WHAT IS ASKED: Gather and copy out every line in the records below that contains the word "terracotta".

(Point annotation records)

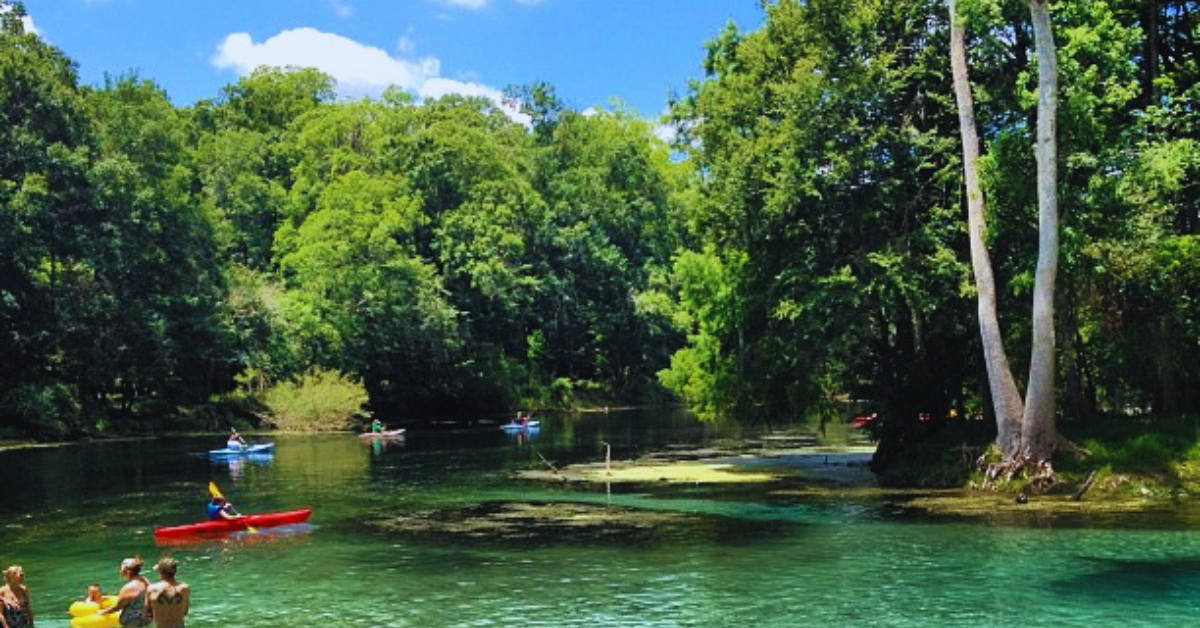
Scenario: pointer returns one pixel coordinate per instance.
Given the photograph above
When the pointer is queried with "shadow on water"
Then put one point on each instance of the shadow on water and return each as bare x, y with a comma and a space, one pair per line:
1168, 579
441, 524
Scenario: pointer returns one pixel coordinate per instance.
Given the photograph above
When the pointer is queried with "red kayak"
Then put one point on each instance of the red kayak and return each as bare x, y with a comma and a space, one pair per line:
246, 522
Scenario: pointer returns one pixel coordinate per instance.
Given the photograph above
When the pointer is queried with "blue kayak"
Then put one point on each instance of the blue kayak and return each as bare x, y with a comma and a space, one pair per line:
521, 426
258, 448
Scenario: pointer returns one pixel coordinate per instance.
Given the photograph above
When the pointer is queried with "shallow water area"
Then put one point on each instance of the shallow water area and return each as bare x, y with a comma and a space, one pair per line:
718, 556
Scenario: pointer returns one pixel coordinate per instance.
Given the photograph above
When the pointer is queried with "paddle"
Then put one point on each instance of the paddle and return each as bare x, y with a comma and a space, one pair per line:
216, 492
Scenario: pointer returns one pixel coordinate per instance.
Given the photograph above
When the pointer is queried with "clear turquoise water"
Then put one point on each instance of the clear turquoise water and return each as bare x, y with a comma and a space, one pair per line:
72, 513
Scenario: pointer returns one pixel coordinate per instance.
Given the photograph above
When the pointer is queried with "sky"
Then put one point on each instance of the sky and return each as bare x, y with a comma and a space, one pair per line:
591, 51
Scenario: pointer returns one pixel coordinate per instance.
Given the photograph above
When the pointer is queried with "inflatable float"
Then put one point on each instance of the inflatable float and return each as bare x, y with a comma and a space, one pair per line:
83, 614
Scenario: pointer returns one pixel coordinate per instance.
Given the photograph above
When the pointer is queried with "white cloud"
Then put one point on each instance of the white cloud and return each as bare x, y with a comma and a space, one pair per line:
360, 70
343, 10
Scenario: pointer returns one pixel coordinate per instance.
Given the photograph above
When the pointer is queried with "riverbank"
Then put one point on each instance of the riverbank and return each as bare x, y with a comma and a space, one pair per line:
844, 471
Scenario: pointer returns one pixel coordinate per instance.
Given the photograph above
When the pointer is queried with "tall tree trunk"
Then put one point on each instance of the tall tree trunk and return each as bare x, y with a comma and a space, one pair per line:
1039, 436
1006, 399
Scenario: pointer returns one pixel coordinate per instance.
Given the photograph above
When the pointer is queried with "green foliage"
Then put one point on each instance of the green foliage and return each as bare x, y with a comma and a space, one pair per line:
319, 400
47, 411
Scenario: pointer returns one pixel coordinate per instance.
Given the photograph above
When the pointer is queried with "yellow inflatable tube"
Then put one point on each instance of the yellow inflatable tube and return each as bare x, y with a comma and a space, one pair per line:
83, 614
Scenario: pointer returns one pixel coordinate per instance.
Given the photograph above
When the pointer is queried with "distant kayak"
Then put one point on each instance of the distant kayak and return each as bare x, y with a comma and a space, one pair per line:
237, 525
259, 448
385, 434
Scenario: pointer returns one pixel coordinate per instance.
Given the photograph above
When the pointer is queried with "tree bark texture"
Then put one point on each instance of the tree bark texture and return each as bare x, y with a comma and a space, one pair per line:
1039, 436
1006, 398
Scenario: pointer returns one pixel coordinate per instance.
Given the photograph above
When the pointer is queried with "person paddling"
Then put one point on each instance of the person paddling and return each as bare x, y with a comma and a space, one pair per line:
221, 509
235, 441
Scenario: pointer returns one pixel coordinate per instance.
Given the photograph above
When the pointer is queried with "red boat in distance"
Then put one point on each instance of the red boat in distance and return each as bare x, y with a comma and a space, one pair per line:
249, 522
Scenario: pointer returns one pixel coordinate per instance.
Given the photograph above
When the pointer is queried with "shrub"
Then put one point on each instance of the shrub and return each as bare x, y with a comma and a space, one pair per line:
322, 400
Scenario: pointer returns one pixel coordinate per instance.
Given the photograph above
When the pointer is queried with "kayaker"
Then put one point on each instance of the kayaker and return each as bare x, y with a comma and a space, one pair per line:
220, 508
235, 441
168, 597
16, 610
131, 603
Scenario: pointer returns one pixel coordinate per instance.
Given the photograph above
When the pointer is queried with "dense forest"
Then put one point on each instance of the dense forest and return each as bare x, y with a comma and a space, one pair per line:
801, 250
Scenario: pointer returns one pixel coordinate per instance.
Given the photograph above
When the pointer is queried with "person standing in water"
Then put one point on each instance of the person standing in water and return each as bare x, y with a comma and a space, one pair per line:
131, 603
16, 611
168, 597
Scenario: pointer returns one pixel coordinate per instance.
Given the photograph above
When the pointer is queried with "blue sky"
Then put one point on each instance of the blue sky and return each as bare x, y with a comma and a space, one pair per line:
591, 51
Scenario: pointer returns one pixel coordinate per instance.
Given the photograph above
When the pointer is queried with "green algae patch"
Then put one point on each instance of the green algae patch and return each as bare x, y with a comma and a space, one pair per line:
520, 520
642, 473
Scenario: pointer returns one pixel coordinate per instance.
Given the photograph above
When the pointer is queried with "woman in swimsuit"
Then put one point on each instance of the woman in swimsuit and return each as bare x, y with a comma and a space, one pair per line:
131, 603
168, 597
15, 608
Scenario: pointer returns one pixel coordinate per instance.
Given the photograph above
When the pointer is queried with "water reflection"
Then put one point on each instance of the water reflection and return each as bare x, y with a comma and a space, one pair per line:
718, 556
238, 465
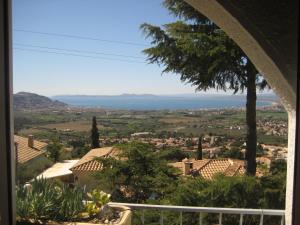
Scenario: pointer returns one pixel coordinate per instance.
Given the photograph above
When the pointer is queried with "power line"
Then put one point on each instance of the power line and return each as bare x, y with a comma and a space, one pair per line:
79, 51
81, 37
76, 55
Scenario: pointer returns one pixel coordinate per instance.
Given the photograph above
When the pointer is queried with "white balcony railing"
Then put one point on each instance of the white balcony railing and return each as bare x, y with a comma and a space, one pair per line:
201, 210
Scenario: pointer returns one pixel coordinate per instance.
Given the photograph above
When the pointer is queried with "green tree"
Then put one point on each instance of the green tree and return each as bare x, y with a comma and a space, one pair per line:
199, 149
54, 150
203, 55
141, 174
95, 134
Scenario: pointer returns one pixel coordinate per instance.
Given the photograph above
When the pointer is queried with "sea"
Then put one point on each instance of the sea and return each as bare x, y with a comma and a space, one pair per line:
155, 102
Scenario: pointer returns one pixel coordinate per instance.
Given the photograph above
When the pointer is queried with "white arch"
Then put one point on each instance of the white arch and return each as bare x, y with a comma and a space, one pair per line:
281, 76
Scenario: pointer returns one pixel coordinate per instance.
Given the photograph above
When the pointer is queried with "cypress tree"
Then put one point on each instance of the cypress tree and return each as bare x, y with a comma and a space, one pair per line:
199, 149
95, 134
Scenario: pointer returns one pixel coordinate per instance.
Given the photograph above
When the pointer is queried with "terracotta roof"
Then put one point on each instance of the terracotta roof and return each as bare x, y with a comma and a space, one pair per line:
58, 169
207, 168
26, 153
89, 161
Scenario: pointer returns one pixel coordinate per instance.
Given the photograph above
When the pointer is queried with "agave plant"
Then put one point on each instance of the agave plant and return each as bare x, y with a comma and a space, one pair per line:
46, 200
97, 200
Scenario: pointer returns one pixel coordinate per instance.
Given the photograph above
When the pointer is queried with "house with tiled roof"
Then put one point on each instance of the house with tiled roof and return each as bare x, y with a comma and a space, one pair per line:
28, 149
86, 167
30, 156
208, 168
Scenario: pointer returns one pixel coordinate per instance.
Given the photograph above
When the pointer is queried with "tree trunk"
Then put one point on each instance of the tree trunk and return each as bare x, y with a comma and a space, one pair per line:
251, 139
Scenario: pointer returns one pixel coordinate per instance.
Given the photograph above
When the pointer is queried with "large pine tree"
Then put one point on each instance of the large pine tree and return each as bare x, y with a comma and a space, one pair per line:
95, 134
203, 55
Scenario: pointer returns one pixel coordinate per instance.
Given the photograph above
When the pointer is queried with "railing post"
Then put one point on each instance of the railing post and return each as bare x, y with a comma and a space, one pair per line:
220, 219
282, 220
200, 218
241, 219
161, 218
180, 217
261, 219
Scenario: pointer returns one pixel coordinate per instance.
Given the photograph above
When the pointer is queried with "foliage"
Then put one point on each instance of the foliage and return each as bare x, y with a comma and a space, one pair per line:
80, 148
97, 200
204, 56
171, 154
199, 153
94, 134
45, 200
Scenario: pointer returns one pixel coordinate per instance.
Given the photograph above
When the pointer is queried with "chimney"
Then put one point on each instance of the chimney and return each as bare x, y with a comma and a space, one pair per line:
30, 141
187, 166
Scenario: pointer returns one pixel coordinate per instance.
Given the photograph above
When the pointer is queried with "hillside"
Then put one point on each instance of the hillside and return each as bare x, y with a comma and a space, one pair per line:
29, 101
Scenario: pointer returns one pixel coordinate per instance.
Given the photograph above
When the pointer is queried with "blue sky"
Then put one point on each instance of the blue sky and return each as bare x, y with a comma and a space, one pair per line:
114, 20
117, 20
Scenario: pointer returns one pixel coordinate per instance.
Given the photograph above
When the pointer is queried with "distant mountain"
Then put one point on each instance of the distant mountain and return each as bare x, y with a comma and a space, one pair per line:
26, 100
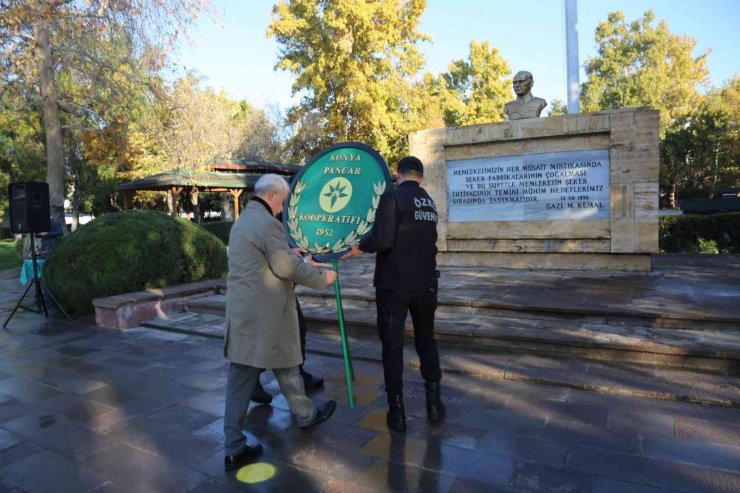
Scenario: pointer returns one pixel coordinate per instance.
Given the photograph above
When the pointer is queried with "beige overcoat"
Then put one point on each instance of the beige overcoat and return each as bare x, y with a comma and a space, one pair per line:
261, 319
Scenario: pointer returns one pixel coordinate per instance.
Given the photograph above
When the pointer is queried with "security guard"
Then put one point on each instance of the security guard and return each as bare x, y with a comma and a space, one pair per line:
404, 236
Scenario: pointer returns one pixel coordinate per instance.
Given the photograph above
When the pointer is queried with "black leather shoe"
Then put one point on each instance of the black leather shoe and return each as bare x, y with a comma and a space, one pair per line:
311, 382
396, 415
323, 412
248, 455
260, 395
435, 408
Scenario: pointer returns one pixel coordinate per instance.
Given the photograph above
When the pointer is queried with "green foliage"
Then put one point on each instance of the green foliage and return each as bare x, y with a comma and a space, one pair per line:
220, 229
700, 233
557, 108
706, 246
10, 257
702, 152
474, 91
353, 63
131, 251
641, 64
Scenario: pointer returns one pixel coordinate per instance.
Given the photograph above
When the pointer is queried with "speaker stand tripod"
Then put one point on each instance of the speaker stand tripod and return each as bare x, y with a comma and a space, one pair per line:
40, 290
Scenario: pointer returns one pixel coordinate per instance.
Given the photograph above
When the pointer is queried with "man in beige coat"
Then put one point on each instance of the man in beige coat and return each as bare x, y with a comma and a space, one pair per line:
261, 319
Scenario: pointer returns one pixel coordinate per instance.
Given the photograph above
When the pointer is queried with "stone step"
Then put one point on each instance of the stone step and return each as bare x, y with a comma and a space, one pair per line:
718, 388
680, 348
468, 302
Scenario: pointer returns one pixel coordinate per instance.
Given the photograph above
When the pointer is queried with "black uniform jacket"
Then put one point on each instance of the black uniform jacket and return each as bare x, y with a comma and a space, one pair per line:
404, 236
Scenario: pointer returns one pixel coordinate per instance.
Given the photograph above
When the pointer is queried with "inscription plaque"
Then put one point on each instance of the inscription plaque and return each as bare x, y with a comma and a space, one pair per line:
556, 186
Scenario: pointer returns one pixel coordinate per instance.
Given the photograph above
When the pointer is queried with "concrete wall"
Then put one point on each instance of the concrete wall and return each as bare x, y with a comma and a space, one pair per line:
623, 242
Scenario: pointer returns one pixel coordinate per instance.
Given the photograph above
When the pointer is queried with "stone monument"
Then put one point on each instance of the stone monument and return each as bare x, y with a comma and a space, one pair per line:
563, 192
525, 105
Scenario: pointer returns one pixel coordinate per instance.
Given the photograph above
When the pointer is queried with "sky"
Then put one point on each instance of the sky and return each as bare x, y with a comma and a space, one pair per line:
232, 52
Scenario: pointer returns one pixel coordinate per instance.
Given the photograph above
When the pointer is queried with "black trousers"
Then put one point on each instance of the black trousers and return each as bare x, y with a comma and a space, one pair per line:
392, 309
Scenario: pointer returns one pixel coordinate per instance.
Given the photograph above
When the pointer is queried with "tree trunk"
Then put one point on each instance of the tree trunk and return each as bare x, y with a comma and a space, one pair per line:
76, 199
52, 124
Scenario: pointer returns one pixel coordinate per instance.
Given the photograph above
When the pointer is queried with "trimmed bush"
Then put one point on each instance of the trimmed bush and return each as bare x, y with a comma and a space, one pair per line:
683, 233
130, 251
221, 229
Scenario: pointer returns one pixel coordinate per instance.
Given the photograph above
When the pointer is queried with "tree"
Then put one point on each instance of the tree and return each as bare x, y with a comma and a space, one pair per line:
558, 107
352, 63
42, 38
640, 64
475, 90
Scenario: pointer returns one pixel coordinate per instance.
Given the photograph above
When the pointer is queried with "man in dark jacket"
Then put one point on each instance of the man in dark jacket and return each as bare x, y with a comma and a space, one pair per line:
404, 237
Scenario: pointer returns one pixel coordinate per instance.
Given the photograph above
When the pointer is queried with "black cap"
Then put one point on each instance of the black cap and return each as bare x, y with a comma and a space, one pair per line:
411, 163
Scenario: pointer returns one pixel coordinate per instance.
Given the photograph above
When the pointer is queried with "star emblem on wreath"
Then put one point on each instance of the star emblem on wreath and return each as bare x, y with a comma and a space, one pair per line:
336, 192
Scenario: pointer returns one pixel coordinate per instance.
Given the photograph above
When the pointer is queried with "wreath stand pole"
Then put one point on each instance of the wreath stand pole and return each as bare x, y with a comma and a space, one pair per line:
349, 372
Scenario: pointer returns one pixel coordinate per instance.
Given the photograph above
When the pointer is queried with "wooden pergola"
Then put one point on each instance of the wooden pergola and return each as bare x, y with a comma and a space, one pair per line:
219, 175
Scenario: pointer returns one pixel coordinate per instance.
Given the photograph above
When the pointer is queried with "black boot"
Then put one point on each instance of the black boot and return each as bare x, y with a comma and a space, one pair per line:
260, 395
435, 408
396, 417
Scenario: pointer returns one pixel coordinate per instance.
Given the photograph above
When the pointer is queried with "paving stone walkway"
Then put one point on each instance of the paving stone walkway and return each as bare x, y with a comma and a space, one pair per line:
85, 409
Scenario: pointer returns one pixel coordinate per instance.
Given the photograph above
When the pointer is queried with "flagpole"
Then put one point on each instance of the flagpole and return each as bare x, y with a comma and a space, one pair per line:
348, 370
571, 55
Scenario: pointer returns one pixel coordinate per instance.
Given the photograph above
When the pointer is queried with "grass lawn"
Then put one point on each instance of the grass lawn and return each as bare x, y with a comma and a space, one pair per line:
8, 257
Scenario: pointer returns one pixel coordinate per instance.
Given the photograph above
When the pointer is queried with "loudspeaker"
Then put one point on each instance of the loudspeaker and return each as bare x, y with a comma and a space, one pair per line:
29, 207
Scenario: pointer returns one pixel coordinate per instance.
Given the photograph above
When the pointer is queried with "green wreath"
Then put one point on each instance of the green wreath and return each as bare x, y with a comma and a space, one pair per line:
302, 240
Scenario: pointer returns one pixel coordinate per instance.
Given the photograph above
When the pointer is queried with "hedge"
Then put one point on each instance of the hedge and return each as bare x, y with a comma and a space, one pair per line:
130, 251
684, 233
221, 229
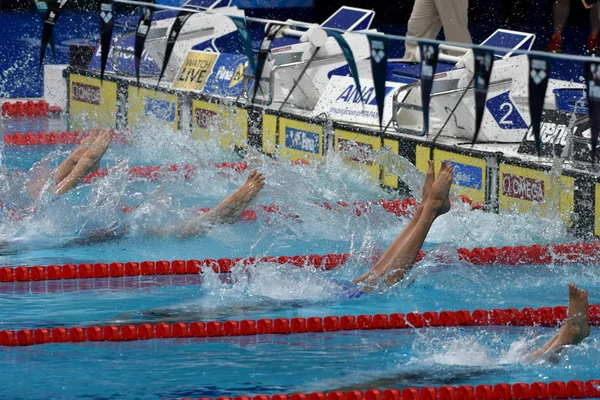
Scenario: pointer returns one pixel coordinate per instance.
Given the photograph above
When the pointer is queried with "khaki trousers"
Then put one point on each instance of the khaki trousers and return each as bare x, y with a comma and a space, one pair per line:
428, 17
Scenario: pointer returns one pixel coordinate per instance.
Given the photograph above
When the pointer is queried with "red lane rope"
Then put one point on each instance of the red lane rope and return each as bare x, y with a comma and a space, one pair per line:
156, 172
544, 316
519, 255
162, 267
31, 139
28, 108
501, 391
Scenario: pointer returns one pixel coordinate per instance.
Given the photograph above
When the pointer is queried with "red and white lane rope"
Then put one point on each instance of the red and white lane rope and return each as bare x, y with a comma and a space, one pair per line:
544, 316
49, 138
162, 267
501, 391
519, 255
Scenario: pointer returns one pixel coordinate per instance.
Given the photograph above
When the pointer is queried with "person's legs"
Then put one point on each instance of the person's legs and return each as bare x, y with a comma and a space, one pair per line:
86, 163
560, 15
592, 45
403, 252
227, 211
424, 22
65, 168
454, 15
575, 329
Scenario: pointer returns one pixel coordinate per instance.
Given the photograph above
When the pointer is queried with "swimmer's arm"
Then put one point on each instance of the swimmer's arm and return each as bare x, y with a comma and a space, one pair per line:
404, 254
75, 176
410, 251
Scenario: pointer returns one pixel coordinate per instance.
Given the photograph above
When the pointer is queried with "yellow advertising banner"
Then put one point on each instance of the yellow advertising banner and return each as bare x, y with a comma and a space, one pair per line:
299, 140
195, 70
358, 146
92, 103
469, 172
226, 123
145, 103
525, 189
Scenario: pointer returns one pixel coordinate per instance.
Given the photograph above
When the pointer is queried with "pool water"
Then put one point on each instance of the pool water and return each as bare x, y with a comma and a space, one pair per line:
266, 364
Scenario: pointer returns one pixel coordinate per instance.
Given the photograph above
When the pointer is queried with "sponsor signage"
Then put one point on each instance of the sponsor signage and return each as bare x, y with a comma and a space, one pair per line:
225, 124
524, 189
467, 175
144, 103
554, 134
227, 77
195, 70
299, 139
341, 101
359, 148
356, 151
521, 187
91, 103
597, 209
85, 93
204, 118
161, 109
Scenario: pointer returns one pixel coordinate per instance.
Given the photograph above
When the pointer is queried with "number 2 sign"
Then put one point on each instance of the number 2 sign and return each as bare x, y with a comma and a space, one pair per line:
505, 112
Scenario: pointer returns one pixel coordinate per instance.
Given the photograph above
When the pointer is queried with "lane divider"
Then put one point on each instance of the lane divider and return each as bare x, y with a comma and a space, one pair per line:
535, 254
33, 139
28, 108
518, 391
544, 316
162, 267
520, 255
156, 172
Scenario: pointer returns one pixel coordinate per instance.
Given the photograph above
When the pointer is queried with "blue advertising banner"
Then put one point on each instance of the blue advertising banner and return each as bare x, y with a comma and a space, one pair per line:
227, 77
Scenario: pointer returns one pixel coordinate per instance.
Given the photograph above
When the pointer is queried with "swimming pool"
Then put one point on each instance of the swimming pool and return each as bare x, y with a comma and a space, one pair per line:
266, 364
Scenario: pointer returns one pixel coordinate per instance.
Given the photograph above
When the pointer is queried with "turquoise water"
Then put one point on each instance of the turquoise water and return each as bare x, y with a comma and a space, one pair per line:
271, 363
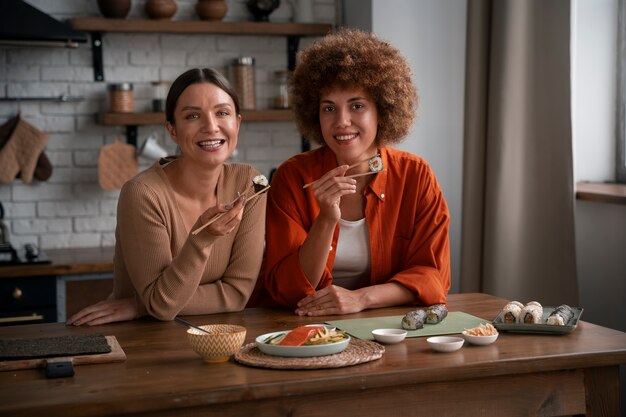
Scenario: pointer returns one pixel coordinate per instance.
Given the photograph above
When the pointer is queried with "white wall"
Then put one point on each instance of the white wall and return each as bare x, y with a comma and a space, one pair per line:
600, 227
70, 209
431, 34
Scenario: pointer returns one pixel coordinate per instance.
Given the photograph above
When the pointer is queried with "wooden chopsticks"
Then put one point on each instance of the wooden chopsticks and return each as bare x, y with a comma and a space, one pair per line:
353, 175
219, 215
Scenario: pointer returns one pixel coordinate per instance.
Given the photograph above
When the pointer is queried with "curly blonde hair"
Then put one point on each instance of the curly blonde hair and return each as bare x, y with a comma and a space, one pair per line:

THE RESPONSE:
When the pointer is queried with "terracotta roof"
Then put one point on each instance of the terracotta roof and return each as bare x, y with a comma and a space, one pair per line:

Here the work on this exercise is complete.